** Required actions **
a) According to the biography of Ottavio Acquaviva d'Aragona, which pope did he serve as major domo, and during which years?
b) Reproduce word for word the passage of the biography of Ottavio Acquaviva d'Aragona between "Ottavio Acquaviva d'Aragona, seniore" and "Pope Gregory XIV.", inclusive.
c) Write the next part of the biography of Ottavio Acquaviva d'Aragona, picking up after its final sentence.

** Excerpted text **

[START]

Ottavio Acquaviva d'Aragona, seniore (1560–1612) was an Itaian Roman Catholic cardinal and archbishop.

Biography
He was born in Naples in 1560 to Duke Giovan Girolamo and Margherita Pio. He was a brother of Cardinal Giulio Acquaviva d'Aragona and Blessed Rodolfo Acquaviva, who was martyred in 1583 in the East Indies. Ottavio studied law at the University of Perugia, from which he received a doctorate in 1582.

He studied "belle lettere" and Greek at the University of Perugia and obtained a degree in utroque iure. Then he went to Rome and entered the Curia, initially as a referendum of the Supreme Court of the Apostolic Signatura. Between 1590 and 1591 he was major domo for Pope Gregory XIV.

[END]

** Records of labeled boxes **
[START]

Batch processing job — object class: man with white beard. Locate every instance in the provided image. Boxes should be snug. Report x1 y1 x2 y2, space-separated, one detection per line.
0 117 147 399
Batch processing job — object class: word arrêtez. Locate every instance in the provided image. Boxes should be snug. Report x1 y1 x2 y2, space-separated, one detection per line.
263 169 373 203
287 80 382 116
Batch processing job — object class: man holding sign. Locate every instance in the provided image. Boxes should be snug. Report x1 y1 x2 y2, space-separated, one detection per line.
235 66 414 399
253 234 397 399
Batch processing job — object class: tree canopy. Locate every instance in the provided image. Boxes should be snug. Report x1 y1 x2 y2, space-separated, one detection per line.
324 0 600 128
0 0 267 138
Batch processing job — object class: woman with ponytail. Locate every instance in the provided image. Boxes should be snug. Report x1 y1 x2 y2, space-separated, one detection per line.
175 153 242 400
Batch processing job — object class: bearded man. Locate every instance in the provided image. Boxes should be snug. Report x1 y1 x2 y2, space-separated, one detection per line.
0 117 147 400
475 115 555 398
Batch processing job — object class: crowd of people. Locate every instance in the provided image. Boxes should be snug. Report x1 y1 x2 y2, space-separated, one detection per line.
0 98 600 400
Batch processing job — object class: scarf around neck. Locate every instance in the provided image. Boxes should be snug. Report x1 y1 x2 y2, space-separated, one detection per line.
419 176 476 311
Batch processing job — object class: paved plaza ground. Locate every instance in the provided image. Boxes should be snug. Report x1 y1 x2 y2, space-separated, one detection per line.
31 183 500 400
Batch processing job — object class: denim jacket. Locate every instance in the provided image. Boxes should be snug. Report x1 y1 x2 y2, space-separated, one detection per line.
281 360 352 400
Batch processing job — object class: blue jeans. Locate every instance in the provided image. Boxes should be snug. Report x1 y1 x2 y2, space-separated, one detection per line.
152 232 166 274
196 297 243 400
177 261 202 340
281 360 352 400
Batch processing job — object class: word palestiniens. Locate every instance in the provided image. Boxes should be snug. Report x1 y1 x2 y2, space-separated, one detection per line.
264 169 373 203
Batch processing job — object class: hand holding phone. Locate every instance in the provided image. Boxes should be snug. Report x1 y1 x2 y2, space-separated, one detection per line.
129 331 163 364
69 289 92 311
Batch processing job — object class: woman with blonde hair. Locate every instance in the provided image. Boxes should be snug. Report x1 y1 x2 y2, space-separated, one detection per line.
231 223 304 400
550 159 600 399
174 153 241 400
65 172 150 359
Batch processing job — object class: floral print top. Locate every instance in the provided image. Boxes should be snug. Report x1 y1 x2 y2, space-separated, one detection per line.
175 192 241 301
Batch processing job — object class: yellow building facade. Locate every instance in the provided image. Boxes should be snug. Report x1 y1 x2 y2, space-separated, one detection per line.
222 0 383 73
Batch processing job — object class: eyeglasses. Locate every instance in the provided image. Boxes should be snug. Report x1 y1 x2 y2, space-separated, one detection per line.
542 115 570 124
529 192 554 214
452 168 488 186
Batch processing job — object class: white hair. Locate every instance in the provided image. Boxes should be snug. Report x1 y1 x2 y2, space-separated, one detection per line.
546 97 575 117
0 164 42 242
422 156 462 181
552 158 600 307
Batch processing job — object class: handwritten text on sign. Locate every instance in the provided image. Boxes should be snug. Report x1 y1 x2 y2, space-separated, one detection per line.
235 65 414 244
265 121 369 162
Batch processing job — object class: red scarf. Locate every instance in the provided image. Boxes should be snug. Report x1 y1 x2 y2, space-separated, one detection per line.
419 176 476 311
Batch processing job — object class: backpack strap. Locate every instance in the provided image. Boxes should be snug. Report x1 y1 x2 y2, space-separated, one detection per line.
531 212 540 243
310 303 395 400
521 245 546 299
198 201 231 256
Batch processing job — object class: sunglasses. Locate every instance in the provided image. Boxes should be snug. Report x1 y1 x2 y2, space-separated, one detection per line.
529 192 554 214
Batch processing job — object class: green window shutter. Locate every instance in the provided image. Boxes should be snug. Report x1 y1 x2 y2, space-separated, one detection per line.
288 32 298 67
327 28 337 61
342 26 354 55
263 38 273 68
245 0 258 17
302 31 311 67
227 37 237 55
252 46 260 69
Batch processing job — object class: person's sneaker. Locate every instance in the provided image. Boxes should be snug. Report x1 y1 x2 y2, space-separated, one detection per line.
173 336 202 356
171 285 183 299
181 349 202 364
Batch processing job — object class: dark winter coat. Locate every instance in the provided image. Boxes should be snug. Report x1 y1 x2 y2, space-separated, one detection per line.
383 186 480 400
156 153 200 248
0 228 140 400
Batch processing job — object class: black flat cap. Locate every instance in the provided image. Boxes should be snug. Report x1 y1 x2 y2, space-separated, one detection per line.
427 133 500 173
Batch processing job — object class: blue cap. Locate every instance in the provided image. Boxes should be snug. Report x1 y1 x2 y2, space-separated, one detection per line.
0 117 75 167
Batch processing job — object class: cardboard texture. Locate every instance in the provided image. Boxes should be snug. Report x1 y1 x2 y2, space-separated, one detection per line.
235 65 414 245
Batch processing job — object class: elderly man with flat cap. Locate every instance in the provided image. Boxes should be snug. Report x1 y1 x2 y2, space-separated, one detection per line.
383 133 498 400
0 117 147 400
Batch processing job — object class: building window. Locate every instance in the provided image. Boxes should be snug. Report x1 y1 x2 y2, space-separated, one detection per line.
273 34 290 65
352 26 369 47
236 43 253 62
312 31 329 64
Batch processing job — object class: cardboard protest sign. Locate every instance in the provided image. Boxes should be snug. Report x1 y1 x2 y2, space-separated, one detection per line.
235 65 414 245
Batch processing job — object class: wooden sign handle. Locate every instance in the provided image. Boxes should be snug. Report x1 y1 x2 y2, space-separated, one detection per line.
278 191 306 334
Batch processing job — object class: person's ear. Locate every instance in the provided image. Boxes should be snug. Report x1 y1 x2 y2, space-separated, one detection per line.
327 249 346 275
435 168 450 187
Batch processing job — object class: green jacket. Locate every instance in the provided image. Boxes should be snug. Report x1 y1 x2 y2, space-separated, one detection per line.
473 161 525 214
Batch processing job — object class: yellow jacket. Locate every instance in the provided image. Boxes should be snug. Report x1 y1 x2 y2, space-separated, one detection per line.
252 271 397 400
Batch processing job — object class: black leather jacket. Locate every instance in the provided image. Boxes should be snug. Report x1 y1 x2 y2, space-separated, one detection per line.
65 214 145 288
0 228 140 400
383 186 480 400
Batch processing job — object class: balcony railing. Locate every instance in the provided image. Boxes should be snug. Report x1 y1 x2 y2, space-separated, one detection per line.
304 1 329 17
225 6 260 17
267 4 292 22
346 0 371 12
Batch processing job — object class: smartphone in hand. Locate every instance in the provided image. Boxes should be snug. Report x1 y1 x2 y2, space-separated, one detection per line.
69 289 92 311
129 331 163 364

[END]

** Per-task outputs **
a) He served Pope Gregory XIV as major domo between 1590 and 1591.

b)
Ottavio Acquaviva d'Aragona, seniore (1560–1612) was an Itaian Roman Catholic cardinal and archbishop.

Biography
He was born in Naples in 1560 to Duke Giovan Girolamo and Margherita Pio. He was a brother of Cardinal Giulio Acquaviva d'Aragona and Blessed Rodolfo Acquaviva, who was martyred in 1583 in the East Indies. Ottavio studied law at the University of Perugia, from which he received a doctorate in 1582.

He studied "belle lettere" and Greek at the University of Perugia and obtained a degree in utroque iure. Then he went to Rome and entered the Curia, initially as a referendum of the Supreme Court of the Apostolic Signatura. Between 1590 and 1591 he was major domo for Pope Gregory XIV.

c)
Pope Gregory XIV raised him to the rank of cardinal of the Catholic Church in the consistory of 6 March 1591 

and on 5 April of the same year he received the deaconage of St. George in Velabro. From 1593 to 1601 he was a legate of Avignon, but in 1597 returned to Rome. On 22 April 1602 he opted for the title of Saints John and Paul and on 5 June 1605 for that of Santa Prassede.  

On 18 Sep 1605, he was consecrated bishop by Roberto Francesco Romolo Bellarmino, Archbishop Emeritus of Capua, with Antonio Caetani (iuniore), Archbishop of Capua, serving as co-consecrator.

On 31 August 1605 he was elected archbishop of Naples, where he went at the end of November of that same year. He celebrated the diocesan synods of 1607, 1611 and 1612. 

He took part in four conclaves: that of 1591 which elected Pope Innocent IX, that of 1592 which elected Pope Clement VIII and both the conclaves of 1605 which elected Pope Leo XI and Pope Paul V. 

He died in Naples at the age of 52 and was buried in the Duomo.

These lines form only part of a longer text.